Copy word for word, please, the lines of the entries below running from the one containing "the trailer number" to the one containing "Query: blue stripe on trailer", both ends included.

Referring expression pointing data
┄┄┄┄┄┄

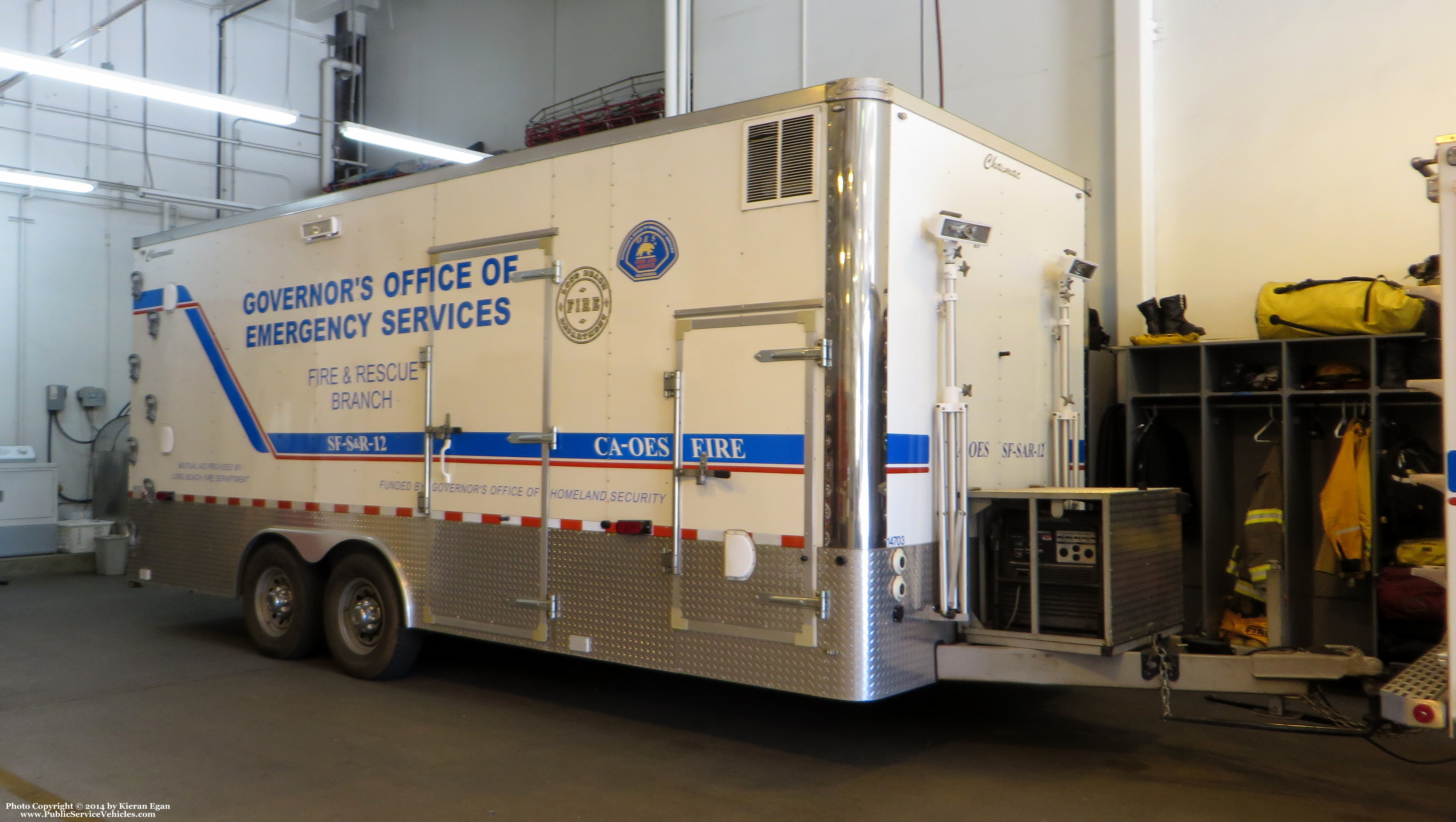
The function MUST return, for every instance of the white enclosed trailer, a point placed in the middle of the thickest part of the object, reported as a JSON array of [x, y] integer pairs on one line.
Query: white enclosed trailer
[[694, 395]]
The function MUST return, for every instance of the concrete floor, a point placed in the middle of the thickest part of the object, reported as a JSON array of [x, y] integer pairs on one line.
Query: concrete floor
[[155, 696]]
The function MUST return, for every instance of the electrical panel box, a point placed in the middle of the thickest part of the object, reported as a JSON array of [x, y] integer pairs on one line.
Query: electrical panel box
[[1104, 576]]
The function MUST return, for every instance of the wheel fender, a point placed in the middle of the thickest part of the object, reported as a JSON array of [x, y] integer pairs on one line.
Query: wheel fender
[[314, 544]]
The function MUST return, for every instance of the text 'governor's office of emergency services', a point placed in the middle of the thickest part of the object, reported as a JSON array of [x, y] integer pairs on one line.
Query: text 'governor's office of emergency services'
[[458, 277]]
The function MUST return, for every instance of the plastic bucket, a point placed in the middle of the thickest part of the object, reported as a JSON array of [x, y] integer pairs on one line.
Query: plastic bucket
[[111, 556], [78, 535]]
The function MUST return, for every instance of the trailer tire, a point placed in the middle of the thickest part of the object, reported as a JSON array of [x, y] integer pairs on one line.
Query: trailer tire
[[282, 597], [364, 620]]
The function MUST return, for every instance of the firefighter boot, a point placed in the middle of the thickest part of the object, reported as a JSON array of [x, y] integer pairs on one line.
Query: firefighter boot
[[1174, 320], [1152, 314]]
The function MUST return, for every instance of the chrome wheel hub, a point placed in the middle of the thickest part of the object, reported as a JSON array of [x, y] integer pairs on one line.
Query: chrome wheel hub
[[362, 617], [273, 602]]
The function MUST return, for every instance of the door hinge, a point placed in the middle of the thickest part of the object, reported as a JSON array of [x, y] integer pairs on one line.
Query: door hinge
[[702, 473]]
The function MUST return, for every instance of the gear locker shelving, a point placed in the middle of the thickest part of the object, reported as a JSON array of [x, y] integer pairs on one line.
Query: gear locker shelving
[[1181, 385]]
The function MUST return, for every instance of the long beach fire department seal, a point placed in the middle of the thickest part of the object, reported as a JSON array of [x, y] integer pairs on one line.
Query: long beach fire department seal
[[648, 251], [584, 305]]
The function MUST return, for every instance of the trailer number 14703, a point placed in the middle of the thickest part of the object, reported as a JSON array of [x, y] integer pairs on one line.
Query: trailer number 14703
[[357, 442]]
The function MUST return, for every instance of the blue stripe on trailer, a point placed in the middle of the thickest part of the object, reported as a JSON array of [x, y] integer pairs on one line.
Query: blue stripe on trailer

┄┄┄┄┄┄

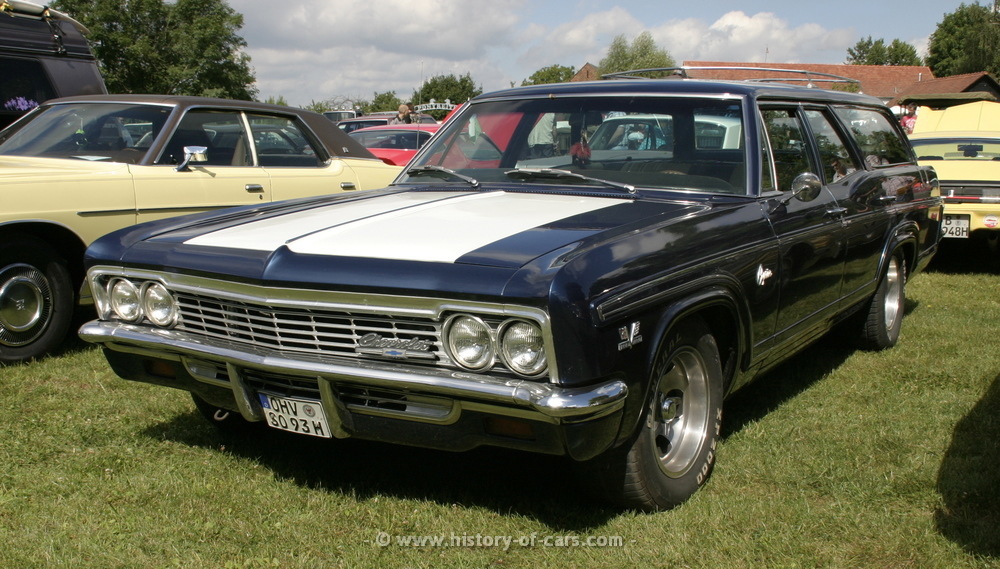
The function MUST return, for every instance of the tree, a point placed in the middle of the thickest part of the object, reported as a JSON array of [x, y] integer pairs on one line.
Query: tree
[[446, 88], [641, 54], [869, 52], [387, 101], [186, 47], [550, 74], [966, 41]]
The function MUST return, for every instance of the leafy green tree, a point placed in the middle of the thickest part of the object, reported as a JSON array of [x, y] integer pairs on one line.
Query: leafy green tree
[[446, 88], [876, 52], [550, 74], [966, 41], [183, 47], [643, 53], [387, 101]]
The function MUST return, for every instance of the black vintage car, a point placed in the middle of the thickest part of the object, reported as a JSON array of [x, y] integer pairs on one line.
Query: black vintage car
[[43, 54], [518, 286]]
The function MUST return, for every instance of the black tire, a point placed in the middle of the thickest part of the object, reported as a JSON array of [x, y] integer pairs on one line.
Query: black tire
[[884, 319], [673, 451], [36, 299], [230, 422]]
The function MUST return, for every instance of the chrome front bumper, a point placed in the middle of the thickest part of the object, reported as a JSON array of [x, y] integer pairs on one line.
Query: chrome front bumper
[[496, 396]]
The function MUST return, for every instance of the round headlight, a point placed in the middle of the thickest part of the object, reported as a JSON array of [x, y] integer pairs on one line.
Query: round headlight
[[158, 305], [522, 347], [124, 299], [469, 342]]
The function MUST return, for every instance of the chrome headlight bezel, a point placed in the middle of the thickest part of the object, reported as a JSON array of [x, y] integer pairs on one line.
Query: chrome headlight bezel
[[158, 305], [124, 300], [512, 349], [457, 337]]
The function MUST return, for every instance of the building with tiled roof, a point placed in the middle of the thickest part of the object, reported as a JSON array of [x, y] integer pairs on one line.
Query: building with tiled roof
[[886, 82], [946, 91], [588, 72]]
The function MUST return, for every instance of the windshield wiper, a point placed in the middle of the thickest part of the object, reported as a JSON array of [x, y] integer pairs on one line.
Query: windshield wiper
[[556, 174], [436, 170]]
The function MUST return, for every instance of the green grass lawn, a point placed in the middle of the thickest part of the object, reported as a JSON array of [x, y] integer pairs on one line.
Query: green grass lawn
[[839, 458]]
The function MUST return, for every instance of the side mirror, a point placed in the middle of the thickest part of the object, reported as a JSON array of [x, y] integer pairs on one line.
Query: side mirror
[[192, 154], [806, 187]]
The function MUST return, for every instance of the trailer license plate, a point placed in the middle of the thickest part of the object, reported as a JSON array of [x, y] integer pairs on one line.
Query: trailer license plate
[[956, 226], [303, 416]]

┄┄┄┄┄┄

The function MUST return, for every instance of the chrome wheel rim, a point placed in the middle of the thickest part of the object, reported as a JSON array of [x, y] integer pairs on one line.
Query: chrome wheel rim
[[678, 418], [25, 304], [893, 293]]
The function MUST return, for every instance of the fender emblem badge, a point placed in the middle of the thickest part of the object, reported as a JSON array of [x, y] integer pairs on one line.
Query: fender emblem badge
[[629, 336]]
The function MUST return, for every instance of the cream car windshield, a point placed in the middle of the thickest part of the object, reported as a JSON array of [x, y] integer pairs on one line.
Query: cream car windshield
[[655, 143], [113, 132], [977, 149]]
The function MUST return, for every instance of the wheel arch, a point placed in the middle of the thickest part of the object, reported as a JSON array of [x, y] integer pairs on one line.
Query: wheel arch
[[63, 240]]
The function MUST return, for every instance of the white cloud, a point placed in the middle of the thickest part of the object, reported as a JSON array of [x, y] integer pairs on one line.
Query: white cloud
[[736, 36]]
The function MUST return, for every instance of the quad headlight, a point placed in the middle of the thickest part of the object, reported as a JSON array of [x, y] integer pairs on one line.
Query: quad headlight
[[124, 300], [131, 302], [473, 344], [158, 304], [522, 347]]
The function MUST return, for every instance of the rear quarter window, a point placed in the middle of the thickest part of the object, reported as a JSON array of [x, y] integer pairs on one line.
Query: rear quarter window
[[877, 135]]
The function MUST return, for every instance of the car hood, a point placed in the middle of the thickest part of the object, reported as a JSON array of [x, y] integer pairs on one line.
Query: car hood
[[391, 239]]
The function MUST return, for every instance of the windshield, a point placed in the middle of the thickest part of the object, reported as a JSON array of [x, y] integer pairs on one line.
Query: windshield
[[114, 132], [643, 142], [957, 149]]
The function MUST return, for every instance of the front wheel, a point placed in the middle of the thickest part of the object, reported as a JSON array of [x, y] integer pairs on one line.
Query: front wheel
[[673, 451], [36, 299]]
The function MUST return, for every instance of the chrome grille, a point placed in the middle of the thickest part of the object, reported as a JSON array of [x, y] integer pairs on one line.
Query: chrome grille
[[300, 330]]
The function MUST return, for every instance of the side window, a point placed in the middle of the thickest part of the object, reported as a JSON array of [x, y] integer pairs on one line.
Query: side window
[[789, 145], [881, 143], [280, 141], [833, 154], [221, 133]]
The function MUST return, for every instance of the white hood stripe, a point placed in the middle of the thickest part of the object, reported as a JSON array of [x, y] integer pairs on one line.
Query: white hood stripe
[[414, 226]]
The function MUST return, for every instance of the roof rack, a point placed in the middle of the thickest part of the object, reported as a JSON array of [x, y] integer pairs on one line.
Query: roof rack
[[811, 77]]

┄┄┄┄┄┄

◆ The completed task
The function MUST return, for every instance of the trailer number 14703, a point placed in the middle of the thickest part of the object, reported as a JSON array of [x, y] integer pairs on one line.
Query: trailer number 14703
[[357, 442]]
The function MUST return, for every instance of the blue stripe on trailer, a point placed in the middle of the thickest part of the object, reported as a JSON array of [x, y] integer pairs on one line.
Query: blue stripe on trailer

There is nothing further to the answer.